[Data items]
^^^^^^^^^^^^^^^^

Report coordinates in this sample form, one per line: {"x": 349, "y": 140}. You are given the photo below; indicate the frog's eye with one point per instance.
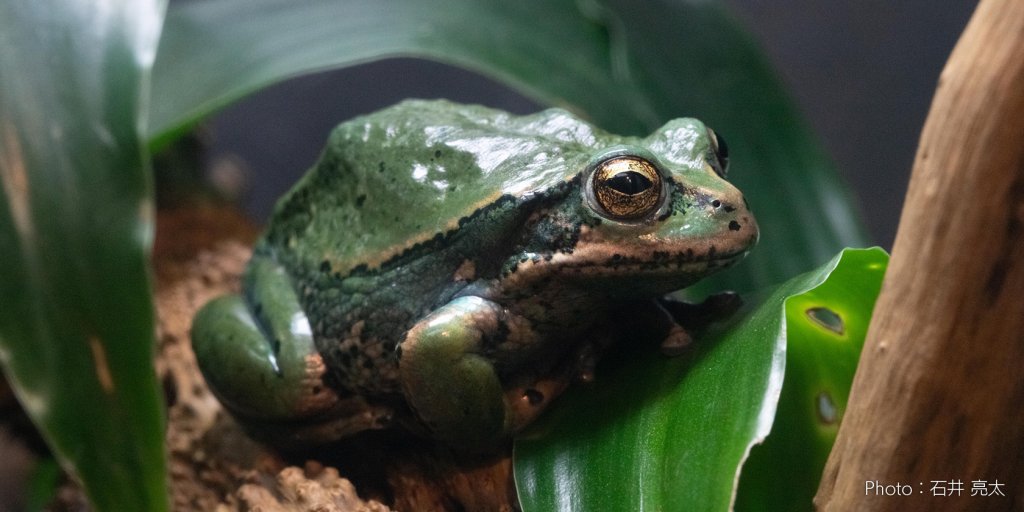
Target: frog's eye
{"x": 627, "y": 187}
{"x": 721, "y": 152}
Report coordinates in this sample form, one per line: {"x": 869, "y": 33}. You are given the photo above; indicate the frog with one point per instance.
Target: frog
{"x": 448, "y": 270}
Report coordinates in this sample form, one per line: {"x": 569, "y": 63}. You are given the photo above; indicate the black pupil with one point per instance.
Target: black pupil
{"x": 630, "y": 182}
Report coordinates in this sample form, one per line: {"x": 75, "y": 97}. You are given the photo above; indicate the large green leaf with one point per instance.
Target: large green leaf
{"x": 657, "y": 433}
{"x": 76, "y": 326}
{"x": 825, "y": 330}
{"x": 627, "y": 66}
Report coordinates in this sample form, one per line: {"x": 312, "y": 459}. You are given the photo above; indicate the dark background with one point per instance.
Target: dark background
{"x": 862, "y": 72}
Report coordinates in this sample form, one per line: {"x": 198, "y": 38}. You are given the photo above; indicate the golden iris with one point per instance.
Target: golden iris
{"x": 627, "y": 187}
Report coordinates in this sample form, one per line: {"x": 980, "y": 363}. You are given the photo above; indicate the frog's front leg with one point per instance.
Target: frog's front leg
{"x": 258, "y": 356}
{"x": 450, "y": 379}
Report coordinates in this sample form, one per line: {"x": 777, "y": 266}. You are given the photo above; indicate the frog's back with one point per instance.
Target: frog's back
{"x": 399, "y": 177}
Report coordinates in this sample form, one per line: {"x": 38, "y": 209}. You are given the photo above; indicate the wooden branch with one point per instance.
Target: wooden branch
{"x": 939, "y": 392}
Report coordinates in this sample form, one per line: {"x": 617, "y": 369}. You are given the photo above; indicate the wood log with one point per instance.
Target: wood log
{"x": 937, "y": 402}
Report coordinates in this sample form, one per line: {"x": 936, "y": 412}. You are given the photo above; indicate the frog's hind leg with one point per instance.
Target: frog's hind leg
{"x": 259, "y": 358}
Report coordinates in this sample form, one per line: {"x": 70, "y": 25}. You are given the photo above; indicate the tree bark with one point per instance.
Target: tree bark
{"x": 938, "y": 397}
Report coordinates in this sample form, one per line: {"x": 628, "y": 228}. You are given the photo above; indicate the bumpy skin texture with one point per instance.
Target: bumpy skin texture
{"x": 451, "y": 268}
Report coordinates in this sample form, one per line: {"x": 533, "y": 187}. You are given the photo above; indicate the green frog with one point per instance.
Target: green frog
{"x": 450, "y": 269}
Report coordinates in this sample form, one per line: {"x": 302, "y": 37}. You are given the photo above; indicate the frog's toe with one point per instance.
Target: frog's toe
{"x": 253, "y": 376}
{"x": 455, "y": 391}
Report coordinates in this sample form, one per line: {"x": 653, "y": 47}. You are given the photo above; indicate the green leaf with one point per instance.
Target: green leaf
{"x": 627, "y": 66}
{"x": 76, "y": 327}
{"x": 658, "y": 433}
{"x": 825, "y": 330}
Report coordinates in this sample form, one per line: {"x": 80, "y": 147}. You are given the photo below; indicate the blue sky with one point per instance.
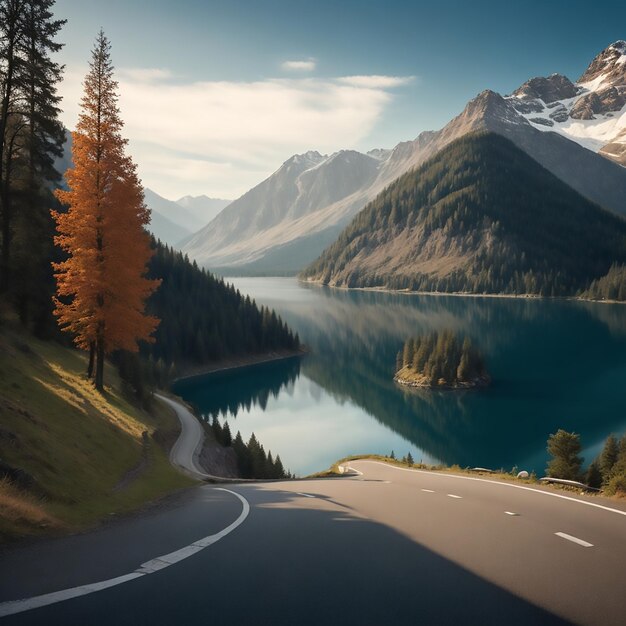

^^^^^^^^^^^^^^^^

YOUR INSTRUCTIONS: Only the lines from the start of the records to the line with "large green leaf with one point per instance." belong in the copy. Print them exactly, minus pictures.

SOLUTION FOR THIS EXERCISE:
Report coordinates in this sample form, one per line: {"x": 349, "y": 140}. You are given the photo below; indicate the frog's eye with one point per instance.
Target: frog's eye
{"x": 627, "y": 187}
{"x": 721, "y": 152}
Report coordinates in this sample form, one per line: {"x": 869, "y": 33}. You are given the photo above; indicate the frog with one point per instance.
Target: frog
{"x": 448, "y": 270}
Report coordinates in this sample form, one per line: {"x": 569, "y": 63}. You are given the photo above; indicate the black pupil with one point per instance.
Target: black pupil
{"x": 630, "y": 182}
Report coordinates in this sample form, one per line: {"x": 75, "y": 97}. You are given the photo above; indicate the large green leaf with one point per instance.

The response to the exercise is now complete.